What the task requires: Find each line in the records below that contains the word "bowl" and copy it out in full. Matches must agree in case.

[START Given records]

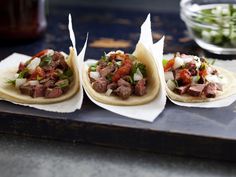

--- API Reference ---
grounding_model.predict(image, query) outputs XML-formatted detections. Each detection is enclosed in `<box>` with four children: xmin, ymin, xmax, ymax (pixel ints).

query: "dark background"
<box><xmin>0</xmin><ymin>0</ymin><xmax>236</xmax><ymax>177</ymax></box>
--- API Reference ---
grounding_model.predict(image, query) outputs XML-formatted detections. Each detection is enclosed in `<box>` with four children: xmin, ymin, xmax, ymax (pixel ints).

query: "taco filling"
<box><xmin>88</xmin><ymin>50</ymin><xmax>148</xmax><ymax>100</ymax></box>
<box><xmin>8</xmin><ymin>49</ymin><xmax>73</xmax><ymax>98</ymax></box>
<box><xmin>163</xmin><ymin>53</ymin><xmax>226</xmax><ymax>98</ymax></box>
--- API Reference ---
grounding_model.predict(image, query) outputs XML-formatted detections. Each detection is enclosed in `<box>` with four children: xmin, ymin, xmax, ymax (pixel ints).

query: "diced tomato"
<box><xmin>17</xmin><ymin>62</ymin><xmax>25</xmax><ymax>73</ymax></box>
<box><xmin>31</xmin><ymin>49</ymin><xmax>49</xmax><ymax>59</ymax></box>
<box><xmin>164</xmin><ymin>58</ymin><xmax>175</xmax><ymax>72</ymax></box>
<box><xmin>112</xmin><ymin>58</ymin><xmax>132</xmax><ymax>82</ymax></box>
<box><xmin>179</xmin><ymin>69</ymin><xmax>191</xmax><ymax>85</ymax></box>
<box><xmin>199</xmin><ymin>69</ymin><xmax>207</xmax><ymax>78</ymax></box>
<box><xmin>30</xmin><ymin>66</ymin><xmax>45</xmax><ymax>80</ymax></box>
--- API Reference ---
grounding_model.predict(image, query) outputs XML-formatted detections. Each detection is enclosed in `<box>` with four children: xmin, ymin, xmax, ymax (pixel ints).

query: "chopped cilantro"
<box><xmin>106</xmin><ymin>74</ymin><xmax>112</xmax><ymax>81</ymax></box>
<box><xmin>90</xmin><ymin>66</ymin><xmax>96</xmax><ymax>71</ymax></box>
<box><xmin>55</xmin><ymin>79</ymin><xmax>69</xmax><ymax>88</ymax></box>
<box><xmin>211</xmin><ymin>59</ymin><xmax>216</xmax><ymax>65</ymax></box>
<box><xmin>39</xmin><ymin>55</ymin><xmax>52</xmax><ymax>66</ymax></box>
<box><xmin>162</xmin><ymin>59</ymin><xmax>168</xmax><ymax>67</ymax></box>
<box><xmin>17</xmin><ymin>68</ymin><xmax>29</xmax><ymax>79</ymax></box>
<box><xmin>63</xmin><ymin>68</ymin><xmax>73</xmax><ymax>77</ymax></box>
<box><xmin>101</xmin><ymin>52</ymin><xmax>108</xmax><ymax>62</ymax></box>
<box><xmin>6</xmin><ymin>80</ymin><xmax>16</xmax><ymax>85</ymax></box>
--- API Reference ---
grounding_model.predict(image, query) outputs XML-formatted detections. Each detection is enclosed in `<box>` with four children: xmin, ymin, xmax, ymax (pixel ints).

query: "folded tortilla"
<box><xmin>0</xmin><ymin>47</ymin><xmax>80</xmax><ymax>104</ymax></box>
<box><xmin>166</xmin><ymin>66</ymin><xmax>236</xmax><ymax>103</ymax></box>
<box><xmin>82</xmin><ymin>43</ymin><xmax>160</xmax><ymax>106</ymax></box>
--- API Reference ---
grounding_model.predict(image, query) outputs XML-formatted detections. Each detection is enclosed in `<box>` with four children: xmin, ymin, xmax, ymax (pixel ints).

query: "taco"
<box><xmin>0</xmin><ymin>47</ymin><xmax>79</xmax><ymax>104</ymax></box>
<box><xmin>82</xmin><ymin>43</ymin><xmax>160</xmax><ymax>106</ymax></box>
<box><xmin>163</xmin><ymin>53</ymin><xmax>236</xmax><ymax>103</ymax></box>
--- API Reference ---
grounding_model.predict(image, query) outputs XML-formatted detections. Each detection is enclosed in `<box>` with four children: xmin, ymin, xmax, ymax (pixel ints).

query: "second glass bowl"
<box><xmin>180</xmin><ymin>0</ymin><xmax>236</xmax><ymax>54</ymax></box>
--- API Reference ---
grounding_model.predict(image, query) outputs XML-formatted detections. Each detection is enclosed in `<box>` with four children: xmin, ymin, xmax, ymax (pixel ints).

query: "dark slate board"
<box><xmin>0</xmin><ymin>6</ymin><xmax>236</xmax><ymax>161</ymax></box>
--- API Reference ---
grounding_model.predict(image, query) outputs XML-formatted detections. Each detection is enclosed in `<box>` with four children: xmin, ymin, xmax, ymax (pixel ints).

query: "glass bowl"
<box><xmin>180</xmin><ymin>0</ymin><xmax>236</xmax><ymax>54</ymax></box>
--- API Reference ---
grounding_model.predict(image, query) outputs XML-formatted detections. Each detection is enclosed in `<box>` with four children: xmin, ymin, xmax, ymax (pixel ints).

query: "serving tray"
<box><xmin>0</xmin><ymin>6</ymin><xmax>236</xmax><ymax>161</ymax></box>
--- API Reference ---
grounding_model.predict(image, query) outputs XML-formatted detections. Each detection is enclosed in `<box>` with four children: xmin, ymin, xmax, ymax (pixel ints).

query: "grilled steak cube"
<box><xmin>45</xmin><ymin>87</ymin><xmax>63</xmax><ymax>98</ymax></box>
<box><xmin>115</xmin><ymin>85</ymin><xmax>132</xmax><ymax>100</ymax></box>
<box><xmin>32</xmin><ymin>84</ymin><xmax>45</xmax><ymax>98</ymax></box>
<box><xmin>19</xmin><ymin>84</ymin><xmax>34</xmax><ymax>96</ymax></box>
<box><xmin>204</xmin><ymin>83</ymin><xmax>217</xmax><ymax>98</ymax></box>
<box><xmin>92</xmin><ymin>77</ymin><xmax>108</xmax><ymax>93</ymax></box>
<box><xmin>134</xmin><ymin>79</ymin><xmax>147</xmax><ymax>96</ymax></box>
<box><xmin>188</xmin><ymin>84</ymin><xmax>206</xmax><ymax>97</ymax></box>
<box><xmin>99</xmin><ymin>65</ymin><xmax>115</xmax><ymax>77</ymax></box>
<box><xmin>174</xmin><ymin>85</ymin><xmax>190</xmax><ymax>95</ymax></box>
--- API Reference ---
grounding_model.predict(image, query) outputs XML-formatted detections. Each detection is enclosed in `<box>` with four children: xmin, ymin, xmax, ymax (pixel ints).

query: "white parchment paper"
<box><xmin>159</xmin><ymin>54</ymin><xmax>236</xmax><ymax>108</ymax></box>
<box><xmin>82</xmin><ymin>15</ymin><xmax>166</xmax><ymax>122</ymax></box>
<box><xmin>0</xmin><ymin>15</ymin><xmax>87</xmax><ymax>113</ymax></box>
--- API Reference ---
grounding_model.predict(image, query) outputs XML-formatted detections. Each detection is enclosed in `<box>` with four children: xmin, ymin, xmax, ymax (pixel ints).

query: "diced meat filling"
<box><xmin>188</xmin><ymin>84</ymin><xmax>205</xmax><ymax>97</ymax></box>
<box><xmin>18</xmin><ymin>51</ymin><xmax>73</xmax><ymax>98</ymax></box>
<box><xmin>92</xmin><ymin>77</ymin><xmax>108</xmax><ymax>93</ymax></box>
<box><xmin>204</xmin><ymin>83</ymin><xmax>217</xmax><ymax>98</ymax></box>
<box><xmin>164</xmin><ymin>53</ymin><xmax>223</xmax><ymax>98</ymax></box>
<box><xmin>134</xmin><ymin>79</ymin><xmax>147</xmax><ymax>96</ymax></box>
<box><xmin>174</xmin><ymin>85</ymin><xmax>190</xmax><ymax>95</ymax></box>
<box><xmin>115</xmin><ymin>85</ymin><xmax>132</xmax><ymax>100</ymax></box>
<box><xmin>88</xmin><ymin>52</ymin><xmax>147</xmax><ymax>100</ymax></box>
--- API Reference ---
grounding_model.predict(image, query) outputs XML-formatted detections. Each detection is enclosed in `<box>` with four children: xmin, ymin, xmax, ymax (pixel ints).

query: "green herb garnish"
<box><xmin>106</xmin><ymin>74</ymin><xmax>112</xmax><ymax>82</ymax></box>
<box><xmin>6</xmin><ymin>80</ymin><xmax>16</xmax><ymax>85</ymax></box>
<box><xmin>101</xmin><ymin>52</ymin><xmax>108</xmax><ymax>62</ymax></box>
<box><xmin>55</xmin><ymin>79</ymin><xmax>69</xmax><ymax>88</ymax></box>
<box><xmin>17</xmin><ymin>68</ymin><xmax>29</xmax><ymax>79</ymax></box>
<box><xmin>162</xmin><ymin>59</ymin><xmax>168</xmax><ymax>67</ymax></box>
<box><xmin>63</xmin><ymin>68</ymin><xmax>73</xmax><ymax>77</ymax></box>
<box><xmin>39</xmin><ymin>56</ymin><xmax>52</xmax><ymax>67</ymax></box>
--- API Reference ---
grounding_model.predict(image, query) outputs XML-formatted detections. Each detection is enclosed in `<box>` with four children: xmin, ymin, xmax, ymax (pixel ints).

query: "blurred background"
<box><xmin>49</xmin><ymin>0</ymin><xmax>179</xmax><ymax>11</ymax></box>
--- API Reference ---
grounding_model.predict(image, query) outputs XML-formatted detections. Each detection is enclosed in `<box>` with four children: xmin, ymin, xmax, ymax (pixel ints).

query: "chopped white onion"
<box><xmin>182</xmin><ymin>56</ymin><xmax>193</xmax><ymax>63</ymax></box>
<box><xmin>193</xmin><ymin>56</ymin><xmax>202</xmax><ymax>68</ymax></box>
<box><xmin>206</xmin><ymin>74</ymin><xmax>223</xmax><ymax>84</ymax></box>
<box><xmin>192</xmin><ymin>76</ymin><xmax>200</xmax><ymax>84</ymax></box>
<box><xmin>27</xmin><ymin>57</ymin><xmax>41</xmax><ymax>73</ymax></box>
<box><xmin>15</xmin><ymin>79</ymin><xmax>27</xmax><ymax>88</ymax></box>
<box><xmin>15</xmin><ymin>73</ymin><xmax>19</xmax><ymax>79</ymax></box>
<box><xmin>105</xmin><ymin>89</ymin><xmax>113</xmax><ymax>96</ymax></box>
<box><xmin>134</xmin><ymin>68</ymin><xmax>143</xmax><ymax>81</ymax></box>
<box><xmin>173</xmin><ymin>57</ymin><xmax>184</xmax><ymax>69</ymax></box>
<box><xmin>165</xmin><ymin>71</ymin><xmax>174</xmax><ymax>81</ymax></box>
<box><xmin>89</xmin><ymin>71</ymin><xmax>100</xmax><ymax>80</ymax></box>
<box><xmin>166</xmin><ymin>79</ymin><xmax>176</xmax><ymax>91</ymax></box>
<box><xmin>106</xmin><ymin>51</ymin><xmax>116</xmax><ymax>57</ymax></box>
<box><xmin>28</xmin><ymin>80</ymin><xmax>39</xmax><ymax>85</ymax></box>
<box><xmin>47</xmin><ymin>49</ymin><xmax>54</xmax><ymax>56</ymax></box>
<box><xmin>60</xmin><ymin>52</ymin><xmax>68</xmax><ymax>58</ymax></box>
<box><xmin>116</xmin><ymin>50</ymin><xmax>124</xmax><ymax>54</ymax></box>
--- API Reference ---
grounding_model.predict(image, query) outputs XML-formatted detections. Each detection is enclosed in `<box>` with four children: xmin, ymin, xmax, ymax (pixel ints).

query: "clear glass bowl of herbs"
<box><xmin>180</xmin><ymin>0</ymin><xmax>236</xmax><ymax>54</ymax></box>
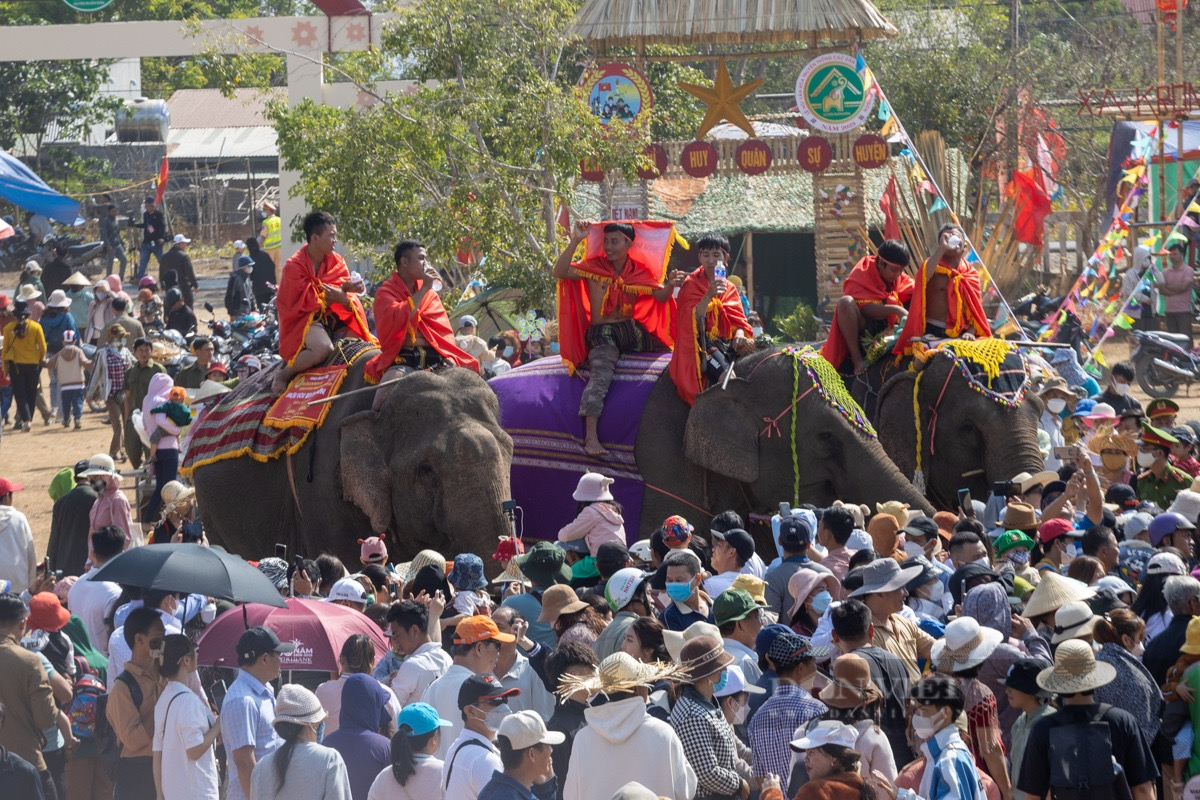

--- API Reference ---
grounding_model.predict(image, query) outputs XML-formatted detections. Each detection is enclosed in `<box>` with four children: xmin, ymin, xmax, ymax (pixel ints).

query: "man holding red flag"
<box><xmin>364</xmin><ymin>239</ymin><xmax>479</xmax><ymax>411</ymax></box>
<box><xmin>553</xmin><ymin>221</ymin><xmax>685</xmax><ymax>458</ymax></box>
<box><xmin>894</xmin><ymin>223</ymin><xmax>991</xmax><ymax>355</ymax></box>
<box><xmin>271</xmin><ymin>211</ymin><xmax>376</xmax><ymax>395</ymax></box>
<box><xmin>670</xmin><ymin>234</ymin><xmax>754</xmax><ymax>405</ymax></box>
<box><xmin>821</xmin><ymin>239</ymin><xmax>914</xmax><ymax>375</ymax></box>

[END Given records]

Full response:
query: "second glass bowl"
query: "glass bowl"
query: "clear glass bowl of herbs"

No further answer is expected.